### AIM OF THE EXERCISE
Rewrite the records as a JSON list of strings, one string per line, with blank lines omitted: begin at the first line of the records and stop after the line that contains "positive clicks: (62, 216)".

** Opening PROVIDED MATERIAL block **

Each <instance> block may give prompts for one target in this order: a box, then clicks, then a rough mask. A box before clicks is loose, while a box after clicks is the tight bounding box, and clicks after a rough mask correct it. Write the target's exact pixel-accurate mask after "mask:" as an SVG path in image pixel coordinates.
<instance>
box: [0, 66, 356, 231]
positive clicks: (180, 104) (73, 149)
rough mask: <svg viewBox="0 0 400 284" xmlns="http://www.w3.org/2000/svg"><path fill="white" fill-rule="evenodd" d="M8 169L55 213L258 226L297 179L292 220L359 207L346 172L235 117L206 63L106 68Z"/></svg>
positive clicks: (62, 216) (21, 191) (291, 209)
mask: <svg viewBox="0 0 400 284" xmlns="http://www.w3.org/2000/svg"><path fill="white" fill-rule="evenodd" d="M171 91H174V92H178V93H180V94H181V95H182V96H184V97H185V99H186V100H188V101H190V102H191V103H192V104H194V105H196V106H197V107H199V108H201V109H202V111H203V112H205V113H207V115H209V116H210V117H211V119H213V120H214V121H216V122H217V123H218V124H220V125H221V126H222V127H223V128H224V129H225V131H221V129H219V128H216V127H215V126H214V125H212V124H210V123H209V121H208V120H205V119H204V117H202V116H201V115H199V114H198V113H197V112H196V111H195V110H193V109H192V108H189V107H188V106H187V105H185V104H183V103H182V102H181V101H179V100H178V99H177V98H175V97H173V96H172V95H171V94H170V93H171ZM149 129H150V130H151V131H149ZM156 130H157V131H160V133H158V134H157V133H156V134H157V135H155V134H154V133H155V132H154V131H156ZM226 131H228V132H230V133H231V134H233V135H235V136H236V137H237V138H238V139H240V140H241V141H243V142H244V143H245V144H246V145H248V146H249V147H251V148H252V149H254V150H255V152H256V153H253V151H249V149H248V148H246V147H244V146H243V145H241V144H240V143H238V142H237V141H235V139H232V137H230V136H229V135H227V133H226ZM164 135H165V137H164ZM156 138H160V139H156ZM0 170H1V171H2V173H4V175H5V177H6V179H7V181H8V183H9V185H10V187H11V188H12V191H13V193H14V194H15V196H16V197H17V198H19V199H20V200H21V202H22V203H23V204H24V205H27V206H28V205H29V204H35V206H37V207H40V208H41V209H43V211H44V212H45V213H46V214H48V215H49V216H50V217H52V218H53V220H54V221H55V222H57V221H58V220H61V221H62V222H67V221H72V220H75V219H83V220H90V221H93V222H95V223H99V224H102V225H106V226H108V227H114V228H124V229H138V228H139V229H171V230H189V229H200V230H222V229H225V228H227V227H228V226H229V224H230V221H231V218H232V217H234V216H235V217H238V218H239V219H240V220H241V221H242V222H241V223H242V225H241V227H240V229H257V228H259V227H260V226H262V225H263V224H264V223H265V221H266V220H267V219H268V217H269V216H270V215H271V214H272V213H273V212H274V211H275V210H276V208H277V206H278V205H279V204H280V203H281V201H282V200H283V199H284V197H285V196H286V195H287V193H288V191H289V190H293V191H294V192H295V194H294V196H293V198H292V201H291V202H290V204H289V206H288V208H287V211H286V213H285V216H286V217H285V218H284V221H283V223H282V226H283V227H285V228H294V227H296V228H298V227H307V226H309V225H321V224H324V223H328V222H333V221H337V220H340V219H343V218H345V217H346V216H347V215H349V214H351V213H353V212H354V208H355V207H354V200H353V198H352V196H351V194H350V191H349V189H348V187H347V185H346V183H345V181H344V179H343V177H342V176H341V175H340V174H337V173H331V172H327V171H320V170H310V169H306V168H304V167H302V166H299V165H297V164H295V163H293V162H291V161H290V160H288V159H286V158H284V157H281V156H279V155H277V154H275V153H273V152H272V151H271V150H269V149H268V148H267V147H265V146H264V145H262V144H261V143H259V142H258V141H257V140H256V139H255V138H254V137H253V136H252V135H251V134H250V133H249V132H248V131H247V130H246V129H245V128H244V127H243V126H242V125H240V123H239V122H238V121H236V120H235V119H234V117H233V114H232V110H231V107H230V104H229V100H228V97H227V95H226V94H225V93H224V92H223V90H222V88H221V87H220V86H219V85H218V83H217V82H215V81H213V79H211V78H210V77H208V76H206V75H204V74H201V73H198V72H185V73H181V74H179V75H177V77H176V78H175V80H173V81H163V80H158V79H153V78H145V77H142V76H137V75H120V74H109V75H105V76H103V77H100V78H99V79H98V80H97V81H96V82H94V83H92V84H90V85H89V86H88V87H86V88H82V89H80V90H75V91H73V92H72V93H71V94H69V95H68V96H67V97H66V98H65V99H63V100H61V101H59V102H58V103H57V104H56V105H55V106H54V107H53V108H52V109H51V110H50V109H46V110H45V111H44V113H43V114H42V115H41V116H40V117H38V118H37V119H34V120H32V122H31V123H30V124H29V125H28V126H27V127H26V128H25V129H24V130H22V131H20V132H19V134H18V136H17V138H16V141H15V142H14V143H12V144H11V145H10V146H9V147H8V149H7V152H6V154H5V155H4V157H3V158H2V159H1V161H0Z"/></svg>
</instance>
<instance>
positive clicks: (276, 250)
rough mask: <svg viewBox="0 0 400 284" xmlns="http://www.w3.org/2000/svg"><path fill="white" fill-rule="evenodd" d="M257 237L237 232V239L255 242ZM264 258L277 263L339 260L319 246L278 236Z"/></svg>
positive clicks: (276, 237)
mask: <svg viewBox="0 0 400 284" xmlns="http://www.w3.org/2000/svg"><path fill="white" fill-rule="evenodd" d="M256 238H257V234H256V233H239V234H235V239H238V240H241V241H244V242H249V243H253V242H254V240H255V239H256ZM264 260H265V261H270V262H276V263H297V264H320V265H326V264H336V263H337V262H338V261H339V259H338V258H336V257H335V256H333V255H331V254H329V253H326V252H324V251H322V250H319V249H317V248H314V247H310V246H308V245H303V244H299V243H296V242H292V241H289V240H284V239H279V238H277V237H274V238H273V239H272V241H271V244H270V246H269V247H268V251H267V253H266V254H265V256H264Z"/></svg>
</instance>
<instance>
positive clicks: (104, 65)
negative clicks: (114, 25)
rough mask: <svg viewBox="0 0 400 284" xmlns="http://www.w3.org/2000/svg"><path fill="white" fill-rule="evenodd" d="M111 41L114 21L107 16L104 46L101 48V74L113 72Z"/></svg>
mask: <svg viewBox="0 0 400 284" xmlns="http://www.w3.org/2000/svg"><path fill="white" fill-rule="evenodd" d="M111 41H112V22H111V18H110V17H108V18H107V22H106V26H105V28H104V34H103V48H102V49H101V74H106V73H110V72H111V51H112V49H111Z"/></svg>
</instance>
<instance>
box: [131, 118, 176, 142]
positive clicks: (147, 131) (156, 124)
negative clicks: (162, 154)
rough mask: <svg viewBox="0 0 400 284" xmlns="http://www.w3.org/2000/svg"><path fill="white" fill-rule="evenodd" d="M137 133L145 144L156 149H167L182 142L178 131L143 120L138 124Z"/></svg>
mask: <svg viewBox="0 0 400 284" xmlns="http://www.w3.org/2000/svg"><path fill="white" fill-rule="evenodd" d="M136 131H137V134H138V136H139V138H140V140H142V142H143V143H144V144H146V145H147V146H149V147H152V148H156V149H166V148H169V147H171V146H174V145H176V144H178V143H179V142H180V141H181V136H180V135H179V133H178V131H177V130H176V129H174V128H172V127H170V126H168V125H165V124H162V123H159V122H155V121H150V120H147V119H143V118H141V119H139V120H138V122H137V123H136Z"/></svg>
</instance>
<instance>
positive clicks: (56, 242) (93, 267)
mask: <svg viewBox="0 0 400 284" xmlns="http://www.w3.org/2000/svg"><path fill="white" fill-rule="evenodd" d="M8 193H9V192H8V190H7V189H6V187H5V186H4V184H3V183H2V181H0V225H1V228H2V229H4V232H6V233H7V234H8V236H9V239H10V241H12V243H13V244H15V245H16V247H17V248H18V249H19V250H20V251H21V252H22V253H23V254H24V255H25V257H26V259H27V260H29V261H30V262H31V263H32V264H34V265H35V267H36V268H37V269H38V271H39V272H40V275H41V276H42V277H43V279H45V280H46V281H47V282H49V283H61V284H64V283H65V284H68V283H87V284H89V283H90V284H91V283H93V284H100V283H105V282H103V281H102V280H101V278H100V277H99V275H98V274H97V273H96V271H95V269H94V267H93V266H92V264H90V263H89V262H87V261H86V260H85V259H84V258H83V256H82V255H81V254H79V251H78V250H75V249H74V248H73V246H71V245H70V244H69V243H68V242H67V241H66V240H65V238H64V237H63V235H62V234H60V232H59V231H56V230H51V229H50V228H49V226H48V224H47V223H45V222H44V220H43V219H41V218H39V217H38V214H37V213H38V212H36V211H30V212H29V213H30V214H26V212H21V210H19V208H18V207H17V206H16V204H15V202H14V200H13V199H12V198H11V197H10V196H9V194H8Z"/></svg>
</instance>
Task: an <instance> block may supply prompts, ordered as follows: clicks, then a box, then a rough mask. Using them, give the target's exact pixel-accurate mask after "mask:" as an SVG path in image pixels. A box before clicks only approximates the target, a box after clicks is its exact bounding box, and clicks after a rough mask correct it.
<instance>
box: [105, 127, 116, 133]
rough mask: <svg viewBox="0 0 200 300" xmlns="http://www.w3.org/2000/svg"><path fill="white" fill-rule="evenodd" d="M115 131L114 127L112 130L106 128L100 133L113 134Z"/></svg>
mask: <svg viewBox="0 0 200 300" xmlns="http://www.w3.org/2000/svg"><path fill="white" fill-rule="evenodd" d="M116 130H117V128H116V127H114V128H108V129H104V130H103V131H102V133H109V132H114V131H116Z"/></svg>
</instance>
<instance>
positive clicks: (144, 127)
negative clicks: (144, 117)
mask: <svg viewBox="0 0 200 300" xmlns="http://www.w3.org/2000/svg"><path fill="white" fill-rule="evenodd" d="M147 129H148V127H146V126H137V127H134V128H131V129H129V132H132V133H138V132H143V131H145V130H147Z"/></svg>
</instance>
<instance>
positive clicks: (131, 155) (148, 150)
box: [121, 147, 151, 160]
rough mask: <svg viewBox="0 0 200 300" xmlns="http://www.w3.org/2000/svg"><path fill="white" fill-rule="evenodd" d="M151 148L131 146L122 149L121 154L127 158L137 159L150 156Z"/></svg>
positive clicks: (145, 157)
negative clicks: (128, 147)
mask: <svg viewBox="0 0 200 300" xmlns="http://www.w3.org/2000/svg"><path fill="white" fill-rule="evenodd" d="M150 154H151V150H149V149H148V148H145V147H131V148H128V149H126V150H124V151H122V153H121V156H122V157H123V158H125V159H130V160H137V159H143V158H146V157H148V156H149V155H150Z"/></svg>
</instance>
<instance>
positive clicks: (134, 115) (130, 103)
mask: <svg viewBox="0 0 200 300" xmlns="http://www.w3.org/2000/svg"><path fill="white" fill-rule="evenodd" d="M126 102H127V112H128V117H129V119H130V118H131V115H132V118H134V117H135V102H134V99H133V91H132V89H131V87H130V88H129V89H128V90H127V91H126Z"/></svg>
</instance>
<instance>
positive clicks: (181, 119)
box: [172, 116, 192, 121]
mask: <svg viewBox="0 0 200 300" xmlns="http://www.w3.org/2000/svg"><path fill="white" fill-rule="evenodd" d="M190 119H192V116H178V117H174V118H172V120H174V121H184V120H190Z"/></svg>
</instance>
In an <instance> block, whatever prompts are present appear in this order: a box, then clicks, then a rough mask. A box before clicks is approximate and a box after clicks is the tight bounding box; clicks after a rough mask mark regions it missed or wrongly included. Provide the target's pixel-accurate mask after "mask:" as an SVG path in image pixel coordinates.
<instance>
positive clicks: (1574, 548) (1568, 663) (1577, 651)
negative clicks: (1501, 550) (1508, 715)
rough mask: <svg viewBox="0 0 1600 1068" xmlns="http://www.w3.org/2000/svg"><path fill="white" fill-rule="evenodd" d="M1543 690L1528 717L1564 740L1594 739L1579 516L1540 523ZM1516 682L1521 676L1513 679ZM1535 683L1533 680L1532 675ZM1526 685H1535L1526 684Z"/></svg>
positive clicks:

** Closing PROVIDED MATERIAL block **

### SOLUTION FOR THIS EXERCISE
[
  "Each <instance> block may give prompts for one target in this order: a box, then clicks, then a rough mask. A box before clicks is loose, while a box after clicks is the tight bounding box, and clicks after a rough mask correct it. Write the target's exact pixel-accurate mask after \"mask:\" as an SVG path in image pixel coordinates.",
  "<instance>",
  "box: [0, 66, 356, 231]",
  "positive clicks: (180, 104) (73, 149)",
  "rough mask: <svg viewBox=\"0 0 400 284\" xmlns=\"http://www.w3.org/2000/svg\"><path fill=\"white\" fill-rule=\"evenodd\" d=\"M8 169L55 213L258 226L297 179L292 220L359 207L346 172L235 117L206 63L106 68Z\"/></svg>",
  "positive clicks: (62, 216) (21, 191) (291, 209)"
]